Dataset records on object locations
▬▬▬

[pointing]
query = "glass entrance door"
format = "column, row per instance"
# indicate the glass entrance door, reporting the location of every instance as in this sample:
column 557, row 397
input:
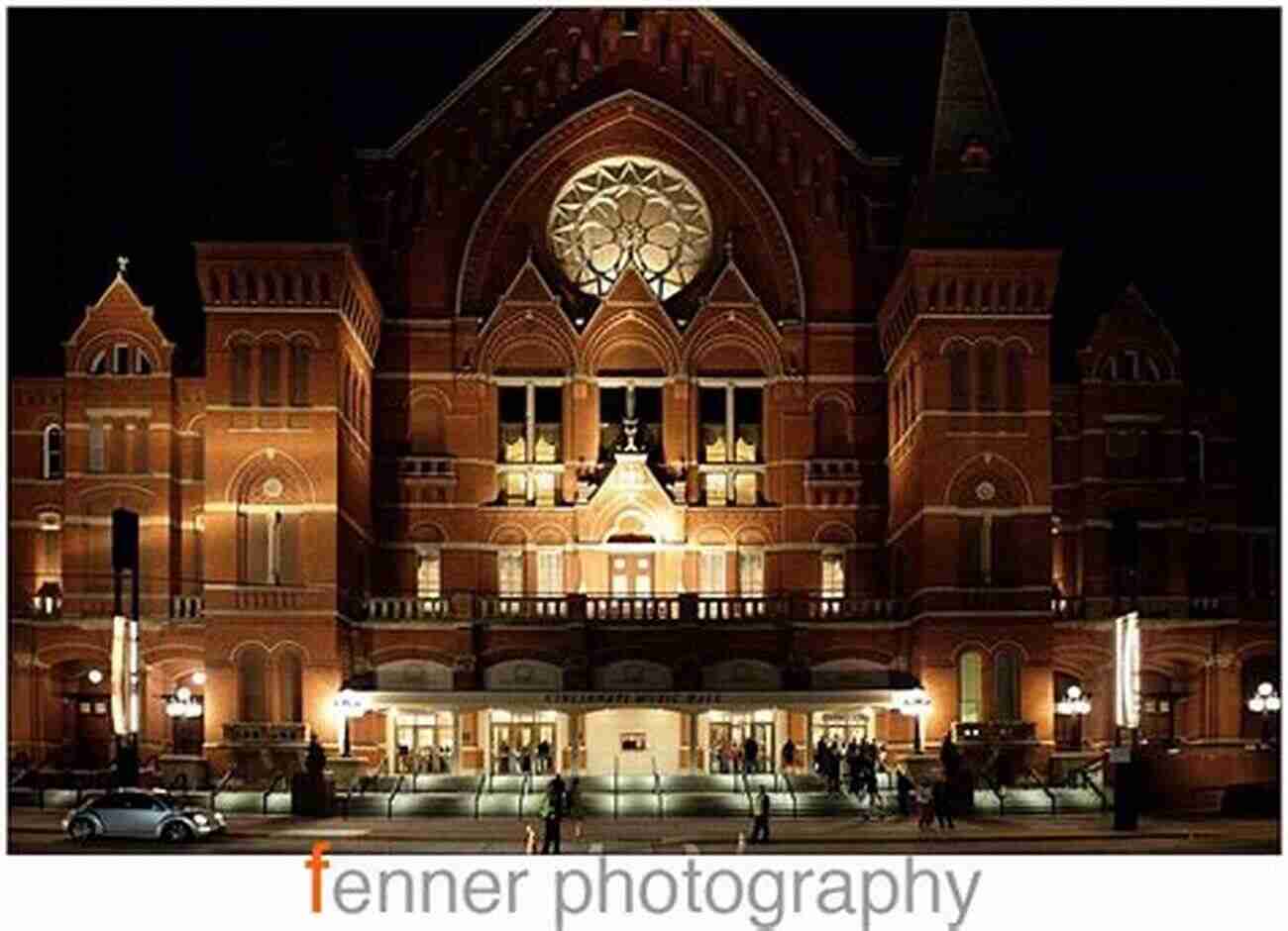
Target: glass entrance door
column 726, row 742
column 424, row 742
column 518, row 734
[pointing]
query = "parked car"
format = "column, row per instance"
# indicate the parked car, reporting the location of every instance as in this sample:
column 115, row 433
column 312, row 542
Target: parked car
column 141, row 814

▬▬▬

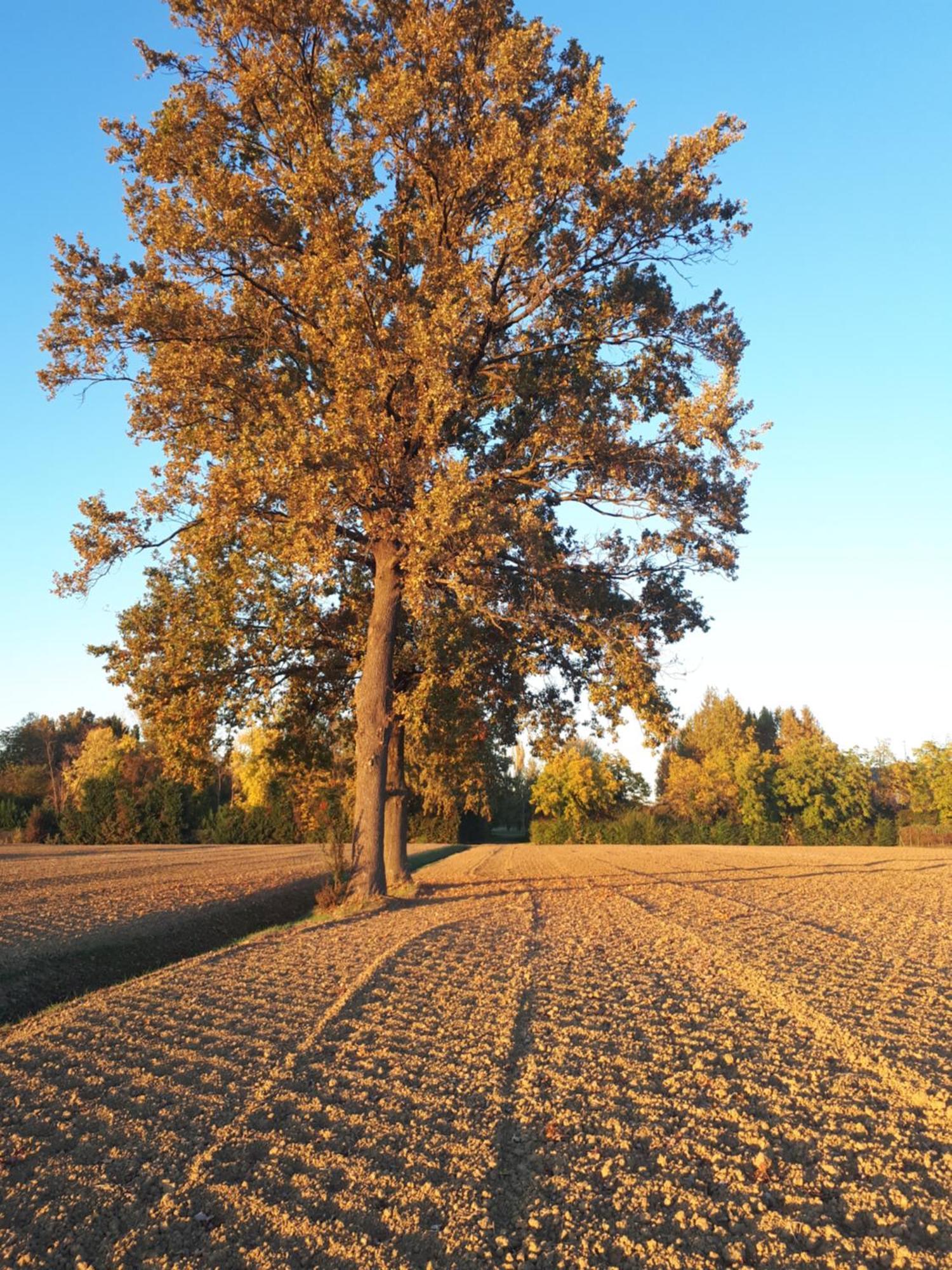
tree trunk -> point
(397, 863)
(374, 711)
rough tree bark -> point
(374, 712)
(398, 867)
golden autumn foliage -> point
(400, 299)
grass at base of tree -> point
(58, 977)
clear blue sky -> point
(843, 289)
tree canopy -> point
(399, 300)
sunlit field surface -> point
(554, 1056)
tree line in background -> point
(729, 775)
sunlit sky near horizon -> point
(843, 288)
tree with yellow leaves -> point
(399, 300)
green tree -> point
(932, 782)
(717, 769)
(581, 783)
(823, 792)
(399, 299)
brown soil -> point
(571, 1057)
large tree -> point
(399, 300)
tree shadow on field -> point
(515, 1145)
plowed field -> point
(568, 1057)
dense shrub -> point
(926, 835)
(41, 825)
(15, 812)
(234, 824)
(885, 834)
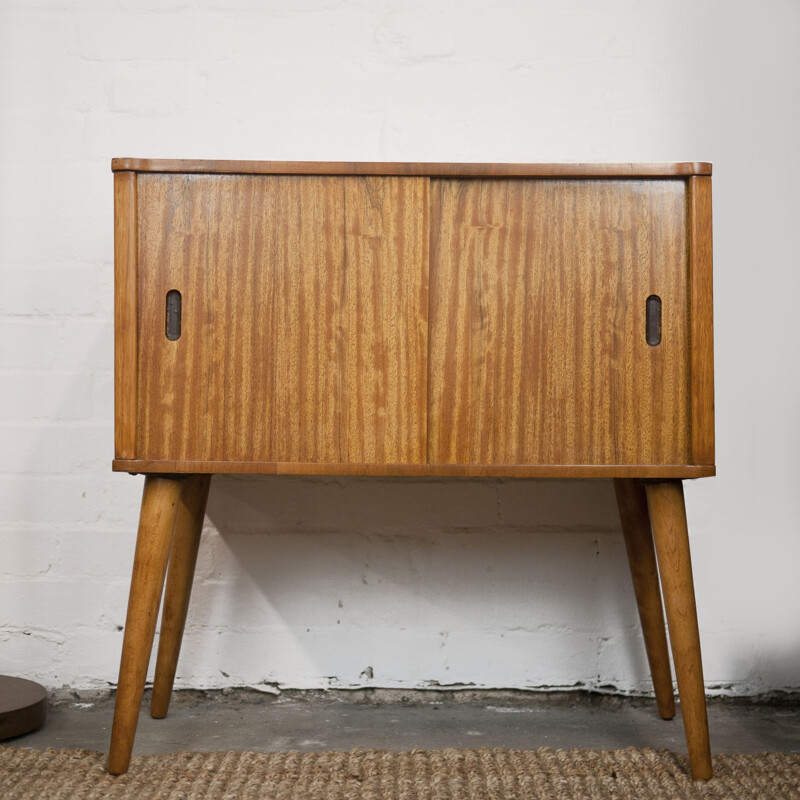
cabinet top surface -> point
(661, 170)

▬▬▬

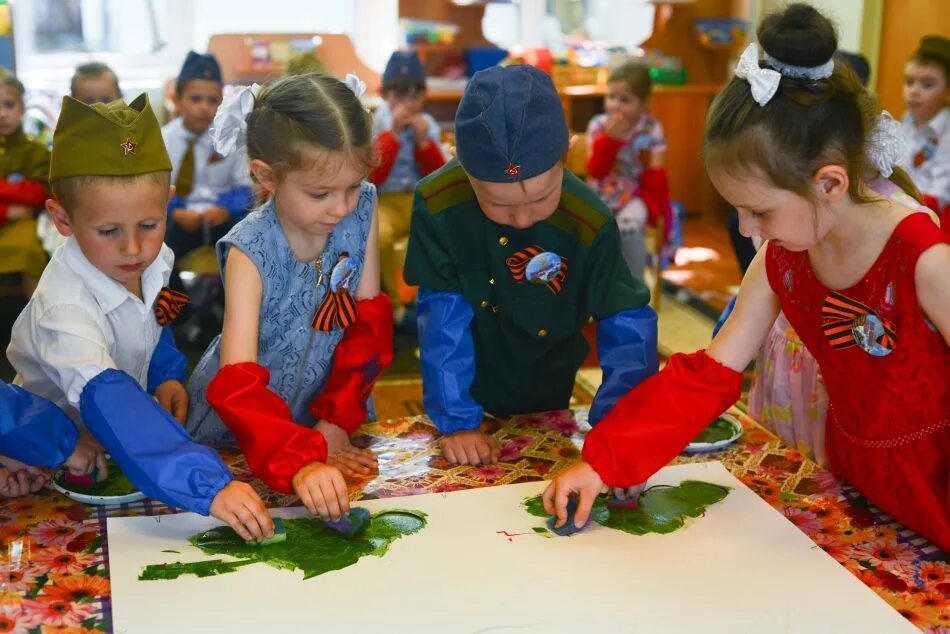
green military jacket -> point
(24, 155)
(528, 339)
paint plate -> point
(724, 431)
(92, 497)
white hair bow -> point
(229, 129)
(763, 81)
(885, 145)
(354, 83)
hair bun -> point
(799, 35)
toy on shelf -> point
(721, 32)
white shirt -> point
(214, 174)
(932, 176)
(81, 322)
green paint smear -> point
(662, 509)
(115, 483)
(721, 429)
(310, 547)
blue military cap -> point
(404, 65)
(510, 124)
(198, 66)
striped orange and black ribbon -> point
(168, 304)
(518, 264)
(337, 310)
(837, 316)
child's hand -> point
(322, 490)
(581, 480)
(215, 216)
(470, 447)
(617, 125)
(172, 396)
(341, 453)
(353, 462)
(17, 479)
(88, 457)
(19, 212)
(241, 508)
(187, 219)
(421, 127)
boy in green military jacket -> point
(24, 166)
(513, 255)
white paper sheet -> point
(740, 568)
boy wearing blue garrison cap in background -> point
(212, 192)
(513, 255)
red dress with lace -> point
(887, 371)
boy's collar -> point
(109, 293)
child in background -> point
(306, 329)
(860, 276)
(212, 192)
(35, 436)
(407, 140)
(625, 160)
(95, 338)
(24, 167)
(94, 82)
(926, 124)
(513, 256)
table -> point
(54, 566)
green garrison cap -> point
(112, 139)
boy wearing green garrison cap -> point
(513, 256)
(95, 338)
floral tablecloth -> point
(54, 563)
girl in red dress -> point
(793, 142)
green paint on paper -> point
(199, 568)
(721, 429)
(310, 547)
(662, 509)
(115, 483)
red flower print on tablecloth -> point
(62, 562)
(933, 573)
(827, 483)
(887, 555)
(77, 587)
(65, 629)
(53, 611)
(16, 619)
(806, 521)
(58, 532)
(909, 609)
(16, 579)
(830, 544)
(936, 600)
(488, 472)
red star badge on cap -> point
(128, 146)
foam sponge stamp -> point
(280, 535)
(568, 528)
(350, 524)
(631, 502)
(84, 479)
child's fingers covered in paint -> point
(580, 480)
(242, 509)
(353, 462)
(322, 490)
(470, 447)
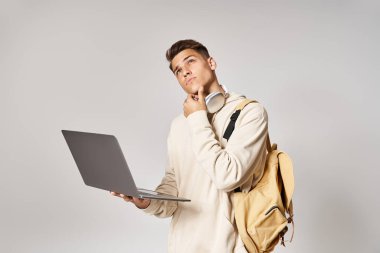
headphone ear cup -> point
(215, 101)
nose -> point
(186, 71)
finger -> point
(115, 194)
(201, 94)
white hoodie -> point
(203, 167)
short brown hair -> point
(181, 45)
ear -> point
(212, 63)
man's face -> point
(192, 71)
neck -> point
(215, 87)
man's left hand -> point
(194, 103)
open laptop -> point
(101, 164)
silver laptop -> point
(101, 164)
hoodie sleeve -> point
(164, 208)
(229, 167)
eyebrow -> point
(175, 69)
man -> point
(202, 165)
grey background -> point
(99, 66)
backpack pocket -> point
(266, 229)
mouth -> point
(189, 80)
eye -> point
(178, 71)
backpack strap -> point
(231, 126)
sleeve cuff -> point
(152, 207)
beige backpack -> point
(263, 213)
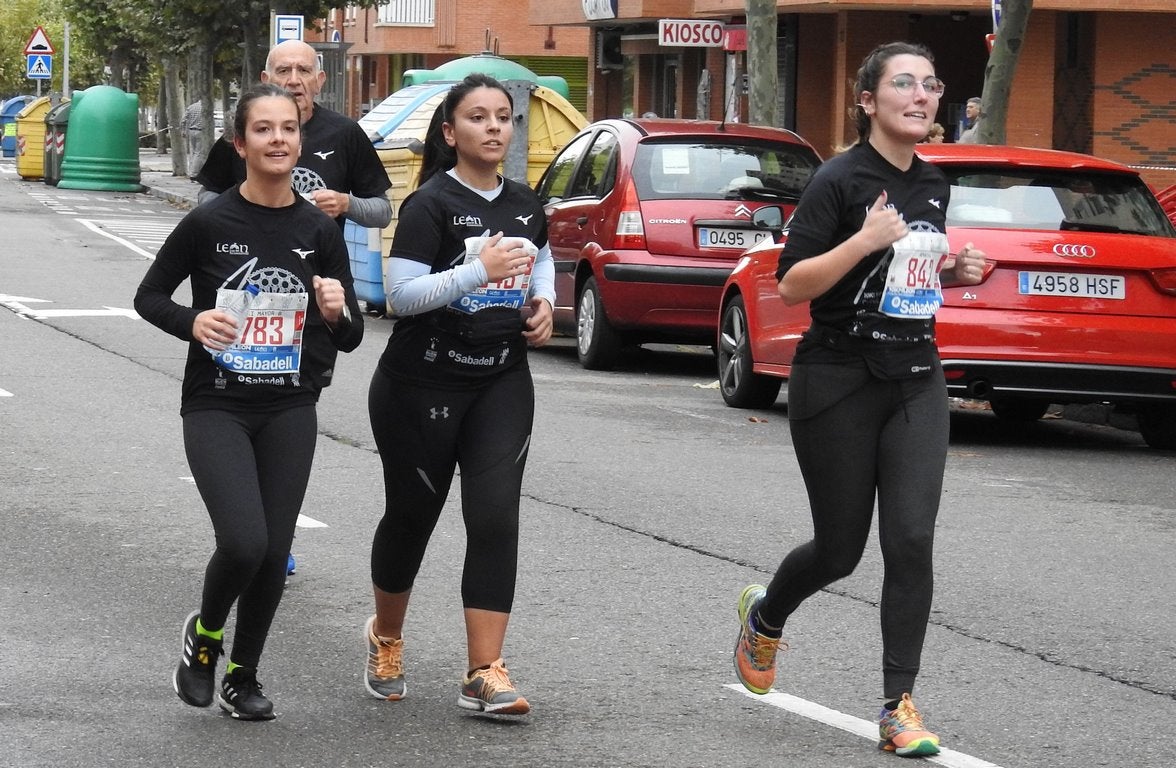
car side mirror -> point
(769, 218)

▬▬▬

Pull out every line of the items that contains the word "brown", and copy each one.

brown soil -> point
short brown hair -> point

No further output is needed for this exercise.